## STATED TASK
Copy everything from the start of the items down to the line containing "point(273, 364)", substituting "blue folder cover" for "green folder cover" and changing nothing else.

━━━ DATASET ENTRIES

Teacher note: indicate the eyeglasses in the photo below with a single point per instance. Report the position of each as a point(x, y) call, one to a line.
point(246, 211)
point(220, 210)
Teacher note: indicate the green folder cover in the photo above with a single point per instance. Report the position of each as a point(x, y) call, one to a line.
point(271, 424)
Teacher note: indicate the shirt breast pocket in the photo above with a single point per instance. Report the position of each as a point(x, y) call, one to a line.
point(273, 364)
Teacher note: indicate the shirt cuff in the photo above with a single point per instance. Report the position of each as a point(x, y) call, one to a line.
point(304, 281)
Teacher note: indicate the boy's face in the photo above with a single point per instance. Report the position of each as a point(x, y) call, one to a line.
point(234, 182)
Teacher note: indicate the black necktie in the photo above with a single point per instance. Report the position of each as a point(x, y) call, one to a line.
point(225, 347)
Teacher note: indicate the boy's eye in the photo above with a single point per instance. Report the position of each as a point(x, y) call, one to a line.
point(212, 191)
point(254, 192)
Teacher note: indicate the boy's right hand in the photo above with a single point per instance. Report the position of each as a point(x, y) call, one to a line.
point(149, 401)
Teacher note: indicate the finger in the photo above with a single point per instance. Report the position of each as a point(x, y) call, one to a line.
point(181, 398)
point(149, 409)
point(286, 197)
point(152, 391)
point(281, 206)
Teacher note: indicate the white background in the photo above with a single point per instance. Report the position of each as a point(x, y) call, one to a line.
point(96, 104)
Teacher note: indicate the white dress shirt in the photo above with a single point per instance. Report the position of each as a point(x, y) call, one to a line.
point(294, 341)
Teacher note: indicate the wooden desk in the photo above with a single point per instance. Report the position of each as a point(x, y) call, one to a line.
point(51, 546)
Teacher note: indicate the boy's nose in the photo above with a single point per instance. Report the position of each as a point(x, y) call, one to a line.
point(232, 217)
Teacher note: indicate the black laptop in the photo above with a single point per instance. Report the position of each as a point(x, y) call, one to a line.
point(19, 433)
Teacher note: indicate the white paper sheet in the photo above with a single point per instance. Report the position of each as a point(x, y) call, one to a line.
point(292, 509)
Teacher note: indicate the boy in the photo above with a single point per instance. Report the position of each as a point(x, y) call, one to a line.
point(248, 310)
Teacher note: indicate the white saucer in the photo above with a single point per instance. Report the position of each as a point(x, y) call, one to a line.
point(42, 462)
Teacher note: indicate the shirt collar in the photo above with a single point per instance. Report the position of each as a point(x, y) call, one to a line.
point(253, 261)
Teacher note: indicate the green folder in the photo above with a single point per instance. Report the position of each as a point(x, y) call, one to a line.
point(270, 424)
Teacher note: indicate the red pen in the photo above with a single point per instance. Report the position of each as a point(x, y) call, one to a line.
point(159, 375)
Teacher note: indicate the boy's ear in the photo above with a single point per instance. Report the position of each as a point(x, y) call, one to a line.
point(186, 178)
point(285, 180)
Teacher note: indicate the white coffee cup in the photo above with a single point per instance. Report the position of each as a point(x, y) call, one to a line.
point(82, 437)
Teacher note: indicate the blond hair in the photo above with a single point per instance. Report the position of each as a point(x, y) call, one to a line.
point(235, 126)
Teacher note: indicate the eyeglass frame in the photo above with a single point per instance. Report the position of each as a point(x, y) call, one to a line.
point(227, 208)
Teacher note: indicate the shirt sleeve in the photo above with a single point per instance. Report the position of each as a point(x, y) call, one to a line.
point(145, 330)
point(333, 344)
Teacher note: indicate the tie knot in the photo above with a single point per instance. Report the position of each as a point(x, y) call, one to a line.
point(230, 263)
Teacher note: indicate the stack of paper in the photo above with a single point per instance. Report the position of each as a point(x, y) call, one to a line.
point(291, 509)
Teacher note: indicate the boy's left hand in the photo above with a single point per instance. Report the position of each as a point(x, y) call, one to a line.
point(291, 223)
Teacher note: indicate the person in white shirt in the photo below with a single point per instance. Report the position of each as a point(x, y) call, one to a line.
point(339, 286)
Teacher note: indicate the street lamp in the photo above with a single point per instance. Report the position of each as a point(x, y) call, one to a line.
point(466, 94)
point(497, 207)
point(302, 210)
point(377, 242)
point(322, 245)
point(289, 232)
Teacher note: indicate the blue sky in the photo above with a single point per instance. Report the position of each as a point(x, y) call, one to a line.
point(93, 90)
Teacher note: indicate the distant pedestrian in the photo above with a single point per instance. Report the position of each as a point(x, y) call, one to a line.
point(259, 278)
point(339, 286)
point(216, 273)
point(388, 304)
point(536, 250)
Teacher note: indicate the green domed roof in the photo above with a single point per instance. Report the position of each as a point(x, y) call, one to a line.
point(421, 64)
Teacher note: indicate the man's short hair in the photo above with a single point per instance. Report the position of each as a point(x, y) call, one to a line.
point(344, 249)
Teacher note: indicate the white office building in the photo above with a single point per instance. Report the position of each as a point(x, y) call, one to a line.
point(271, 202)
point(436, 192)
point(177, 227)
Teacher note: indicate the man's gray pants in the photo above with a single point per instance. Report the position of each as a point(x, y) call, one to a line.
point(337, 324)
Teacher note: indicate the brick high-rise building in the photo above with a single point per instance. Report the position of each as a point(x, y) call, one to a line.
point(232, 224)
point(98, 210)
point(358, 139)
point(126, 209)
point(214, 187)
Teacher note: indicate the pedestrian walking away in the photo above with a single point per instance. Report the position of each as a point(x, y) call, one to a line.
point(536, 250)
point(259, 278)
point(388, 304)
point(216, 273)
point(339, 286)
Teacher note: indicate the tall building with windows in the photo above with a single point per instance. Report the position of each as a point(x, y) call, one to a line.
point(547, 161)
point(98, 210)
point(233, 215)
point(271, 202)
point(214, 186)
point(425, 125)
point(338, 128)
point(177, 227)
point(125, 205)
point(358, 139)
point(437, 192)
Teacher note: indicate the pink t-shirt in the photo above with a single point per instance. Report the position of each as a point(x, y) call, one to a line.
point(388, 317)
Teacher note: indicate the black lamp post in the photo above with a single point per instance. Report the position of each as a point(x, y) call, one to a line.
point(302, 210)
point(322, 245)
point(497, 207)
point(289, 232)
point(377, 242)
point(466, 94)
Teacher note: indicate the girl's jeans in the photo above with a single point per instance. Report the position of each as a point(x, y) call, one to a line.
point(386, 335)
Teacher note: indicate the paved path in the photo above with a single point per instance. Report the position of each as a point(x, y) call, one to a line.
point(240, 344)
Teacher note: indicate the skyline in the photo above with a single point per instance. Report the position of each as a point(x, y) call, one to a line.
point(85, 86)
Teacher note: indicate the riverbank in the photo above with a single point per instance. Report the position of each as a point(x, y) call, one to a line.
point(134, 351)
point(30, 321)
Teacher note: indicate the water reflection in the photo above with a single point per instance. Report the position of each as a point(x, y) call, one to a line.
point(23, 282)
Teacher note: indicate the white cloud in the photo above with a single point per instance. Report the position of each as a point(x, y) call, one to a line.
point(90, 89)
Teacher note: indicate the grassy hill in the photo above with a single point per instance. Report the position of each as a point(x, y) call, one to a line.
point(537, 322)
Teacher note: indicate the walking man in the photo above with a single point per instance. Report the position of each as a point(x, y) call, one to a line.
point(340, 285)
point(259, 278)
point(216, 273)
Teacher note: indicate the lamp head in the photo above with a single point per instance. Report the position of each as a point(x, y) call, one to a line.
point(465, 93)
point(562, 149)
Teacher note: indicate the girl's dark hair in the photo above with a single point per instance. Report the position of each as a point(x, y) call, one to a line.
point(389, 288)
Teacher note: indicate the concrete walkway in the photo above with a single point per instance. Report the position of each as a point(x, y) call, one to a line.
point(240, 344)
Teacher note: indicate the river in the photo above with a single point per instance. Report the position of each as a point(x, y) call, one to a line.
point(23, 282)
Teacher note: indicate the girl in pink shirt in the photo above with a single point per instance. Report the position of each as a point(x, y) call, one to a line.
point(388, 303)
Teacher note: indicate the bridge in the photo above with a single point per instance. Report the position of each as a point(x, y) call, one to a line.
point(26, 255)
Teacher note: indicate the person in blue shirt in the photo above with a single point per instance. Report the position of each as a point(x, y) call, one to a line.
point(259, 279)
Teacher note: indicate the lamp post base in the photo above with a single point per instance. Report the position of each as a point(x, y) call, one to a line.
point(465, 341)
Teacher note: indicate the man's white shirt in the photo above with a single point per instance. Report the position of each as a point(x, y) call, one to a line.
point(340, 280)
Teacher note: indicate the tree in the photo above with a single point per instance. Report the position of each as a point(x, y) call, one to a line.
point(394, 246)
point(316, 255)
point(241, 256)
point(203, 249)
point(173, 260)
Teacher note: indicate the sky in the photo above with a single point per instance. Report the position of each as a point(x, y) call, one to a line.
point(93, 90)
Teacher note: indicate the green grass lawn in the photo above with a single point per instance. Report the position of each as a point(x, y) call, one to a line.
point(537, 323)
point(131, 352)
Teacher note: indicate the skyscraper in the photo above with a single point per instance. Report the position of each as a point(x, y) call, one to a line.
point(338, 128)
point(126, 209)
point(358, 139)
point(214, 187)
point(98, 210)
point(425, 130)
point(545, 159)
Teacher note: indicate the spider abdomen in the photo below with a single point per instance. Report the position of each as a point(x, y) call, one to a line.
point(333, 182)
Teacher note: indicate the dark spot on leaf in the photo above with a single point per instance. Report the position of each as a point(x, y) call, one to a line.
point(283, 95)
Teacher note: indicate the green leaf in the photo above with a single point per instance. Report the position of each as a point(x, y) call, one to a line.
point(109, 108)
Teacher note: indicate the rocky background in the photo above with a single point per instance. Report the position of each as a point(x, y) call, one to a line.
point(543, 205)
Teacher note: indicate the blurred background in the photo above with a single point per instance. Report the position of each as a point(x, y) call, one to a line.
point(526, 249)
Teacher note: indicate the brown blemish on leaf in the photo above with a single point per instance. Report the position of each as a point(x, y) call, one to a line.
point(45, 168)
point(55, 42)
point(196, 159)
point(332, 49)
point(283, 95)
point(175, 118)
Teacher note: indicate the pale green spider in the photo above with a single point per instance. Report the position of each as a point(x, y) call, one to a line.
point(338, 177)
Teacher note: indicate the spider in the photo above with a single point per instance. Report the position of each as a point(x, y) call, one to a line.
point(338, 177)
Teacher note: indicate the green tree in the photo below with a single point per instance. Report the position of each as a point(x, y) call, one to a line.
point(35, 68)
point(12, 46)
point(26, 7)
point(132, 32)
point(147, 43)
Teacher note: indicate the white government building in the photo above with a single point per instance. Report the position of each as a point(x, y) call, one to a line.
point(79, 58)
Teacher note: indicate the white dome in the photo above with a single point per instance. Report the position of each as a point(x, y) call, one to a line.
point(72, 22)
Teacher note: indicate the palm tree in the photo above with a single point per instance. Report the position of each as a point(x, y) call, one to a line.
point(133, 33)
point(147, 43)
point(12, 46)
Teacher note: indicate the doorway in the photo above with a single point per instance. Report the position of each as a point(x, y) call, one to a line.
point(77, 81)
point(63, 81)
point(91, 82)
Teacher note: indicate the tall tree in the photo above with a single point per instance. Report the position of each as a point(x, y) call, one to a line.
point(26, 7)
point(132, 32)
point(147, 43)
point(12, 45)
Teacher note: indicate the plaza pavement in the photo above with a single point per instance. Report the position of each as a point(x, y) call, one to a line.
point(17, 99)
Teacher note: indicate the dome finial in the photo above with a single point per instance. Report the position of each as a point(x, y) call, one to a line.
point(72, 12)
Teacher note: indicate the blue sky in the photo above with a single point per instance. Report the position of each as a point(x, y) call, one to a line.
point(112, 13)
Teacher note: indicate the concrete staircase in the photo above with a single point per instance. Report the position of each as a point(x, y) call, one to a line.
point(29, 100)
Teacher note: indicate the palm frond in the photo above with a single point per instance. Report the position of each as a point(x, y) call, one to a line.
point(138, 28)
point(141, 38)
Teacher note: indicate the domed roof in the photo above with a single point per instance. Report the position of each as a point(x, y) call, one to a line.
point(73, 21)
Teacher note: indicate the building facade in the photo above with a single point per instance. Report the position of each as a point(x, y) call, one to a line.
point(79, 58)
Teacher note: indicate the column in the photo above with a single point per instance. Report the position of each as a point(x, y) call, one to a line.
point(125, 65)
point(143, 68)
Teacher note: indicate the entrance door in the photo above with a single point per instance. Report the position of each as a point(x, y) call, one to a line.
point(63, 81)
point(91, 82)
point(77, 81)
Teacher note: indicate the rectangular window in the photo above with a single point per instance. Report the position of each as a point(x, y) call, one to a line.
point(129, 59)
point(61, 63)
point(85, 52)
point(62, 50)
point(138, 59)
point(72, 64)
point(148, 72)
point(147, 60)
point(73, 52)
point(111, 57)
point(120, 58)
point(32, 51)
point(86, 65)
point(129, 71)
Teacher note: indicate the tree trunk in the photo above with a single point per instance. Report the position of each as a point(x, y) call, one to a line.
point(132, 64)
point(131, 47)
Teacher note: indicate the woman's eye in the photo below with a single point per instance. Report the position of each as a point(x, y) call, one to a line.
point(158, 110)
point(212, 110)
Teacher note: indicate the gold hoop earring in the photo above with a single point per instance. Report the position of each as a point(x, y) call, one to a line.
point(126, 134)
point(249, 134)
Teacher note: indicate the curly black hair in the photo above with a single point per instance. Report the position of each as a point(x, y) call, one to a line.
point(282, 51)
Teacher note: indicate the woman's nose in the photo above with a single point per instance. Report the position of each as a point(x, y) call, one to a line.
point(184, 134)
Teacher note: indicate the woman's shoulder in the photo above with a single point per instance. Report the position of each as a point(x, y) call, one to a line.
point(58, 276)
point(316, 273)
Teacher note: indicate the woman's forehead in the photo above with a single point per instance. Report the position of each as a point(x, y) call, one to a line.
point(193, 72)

━━━━━━

## EXERCISE ANSWER
Teacher note: indicate the eyeglasses in the photo below with a single point per instance. Report the position of each as a point(x, y) call, one to a line.
point(246, 211)
point(220, 210)
Teacher note: indicate the blue folder cover in the photo above with a single point per instance. Report the position of each as a point(x, y) call, one to a line.
point(271, 424)
Teacher note: indicate the shirt breast pocket in the photo above with a single point per instance. Report the position of each as a point(x, y) call, one to a line.
point(273, 364)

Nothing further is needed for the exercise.